- WHAT IS ASKED: Extract each line of the material below that contains the string "dark", and reproduce every such line in full.

-- Start --

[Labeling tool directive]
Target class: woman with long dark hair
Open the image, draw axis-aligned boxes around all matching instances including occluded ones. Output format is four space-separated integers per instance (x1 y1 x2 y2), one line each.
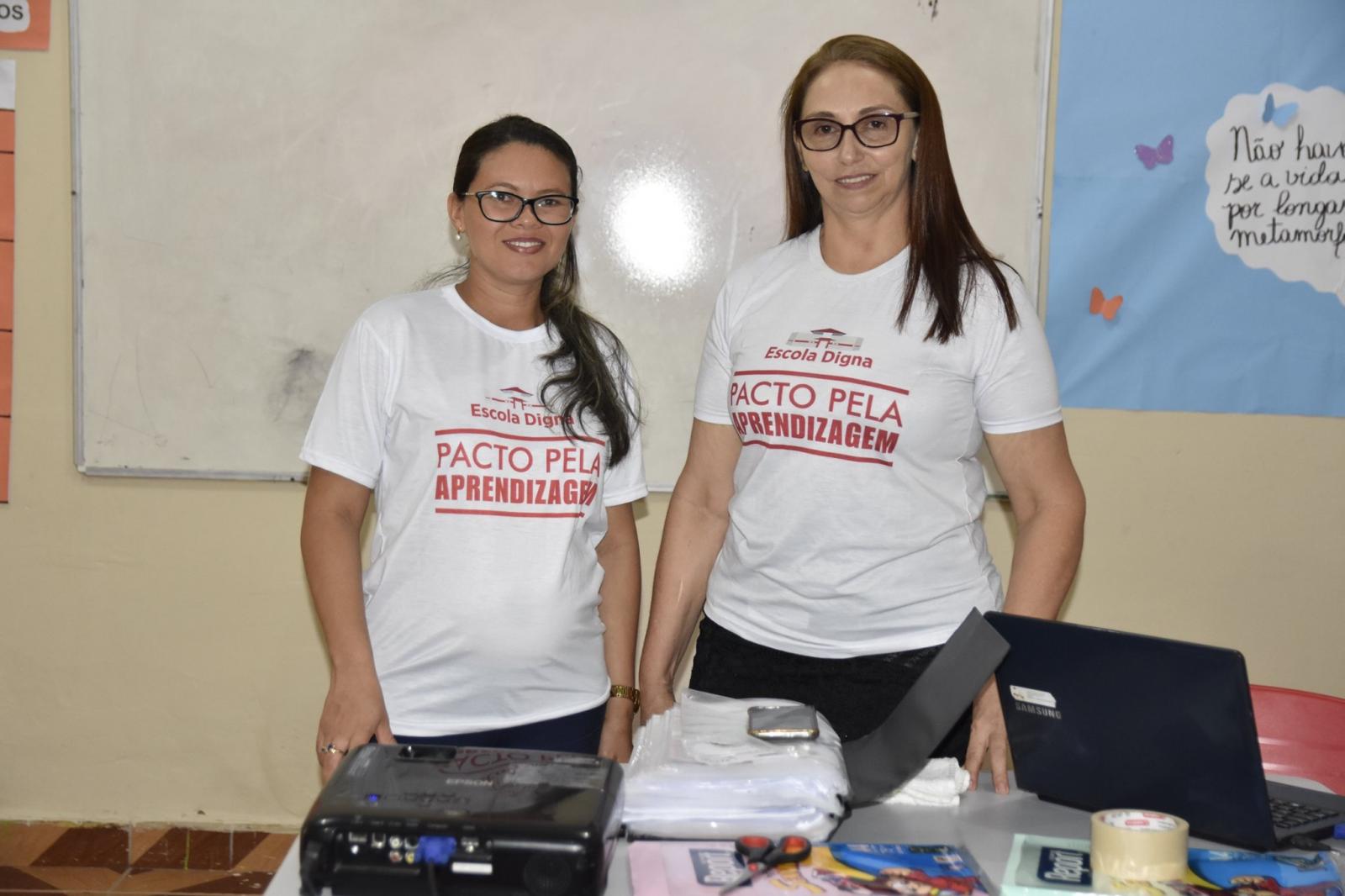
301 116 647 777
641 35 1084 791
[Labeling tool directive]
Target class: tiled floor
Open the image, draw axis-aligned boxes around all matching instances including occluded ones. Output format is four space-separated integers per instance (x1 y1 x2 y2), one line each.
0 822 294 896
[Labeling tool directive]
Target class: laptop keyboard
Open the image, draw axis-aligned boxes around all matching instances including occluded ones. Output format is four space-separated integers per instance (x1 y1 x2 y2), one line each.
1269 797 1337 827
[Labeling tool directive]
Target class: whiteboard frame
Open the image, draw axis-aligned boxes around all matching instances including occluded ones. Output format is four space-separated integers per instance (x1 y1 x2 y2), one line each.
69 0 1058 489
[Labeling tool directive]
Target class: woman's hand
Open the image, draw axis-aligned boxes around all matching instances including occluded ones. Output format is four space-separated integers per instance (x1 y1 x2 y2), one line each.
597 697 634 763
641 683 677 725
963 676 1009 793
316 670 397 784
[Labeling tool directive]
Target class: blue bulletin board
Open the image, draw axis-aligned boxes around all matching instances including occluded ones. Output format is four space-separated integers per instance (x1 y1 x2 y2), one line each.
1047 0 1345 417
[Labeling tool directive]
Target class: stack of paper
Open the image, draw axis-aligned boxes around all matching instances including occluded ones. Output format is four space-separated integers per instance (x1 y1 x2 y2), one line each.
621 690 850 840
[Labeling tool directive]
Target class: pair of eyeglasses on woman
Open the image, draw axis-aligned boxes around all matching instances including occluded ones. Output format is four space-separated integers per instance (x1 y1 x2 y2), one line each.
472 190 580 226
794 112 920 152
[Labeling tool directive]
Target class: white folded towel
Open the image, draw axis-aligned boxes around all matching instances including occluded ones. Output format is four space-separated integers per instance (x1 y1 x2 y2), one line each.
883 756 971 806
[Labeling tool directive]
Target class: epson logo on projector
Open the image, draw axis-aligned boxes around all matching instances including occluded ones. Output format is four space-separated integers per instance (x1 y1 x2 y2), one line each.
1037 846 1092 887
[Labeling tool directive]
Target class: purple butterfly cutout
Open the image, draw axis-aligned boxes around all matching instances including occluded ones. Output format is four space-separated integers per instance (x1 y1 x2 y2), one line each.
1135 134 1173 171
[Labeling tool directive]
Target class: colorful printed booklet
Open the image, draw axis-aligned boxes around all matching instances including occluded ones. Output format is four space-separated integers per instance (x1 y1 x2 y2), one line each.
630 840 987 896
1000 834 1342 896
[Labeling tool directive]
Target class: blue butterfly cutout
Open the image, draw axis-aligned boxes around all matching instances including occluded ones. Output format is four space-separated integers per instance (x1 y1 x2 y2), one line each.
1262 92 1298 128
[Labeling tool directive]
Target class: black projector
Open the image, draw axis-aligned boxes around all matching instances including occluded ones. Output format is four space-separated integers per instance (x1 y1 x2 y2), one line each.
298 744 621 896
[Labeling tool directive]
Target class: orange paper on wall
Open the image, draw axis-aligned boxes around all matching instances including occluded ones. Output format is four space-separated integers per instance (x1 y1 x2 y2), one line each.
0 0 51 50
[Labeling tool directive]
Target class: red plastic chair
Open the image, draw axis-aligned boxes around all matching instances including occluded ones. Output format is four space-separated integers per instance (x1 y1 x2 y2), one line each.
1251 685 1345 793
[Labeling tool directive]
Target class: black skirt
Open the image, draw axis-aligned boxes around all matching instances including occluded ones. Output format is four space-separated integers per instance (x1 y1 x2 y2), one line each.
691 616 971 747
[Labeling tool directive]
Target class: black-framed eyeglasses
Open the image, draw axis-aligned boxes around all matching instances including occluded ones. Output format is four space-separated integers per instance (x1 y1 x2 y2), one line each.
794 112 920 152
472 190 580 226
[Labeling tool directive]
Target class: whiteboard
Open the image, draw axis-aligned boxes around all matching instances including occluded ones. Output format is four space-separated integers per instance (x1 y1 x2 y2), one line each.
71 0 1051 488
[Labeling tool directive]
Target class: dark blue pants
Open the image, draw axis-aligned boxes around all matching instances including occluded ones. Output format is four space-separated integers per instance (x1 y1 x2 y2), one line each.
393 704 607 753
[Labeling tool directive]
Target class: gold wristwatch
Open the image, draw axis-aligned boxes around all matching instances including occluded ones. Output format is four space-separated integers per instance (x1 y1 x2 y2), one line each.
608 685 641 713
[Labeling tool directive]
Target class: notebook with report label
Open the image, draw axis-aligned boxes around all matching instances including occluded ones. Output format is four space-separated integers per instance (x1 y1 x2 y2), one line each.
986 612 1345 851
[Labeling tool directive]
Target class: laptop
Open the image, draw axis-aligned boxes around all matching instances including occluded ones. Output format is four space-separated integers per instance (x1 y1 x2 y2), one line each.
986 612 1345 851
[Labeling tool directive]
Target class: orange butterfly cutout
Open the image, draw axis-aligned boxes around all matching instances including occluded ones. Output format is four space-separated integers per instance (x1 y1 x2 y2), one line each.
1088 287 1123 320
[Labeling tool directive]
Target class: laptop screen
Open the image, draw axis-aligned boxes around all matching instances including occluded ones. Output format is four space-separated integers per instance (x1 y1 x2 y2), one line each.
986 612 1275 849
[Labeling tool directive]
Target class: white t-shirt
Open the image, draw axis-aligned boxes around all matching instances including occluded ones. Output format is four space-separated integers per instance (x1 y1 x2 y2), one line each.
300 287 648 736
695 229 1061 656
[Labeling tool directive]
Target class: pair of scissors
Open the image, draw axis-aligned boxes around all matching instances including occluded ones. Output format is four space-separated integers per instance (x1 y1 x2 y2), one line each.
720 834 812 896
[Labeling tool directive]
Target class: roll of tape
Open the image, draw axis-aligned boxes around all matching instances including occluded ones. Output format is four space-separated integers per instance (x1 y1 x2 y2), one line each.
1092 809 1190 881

-- End --

- FINISHED ANSWER:
Target class: woman with long dark hair
Target class: dark blue pants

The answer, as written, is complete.